**What to produce:** Render the records below as a Markdown table with two columns, Row and Line, putting each nonblank line in its own numbered row and omitting blank lines.

┌──

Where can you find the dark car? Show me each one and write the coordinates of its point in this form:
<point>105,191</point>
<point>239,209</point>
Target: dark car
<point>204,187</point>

└──

**Response:**
| Row | Line |
|---|---|
| 1 | Where can you find the dark car? Show me each one and write the coordinates of its point in this form: |
| 2 | <point>105,191</point> |
| 3 | <point>239,209</point> |
| 4 | Target: dark car |
| 5 | <point>204,187</point> |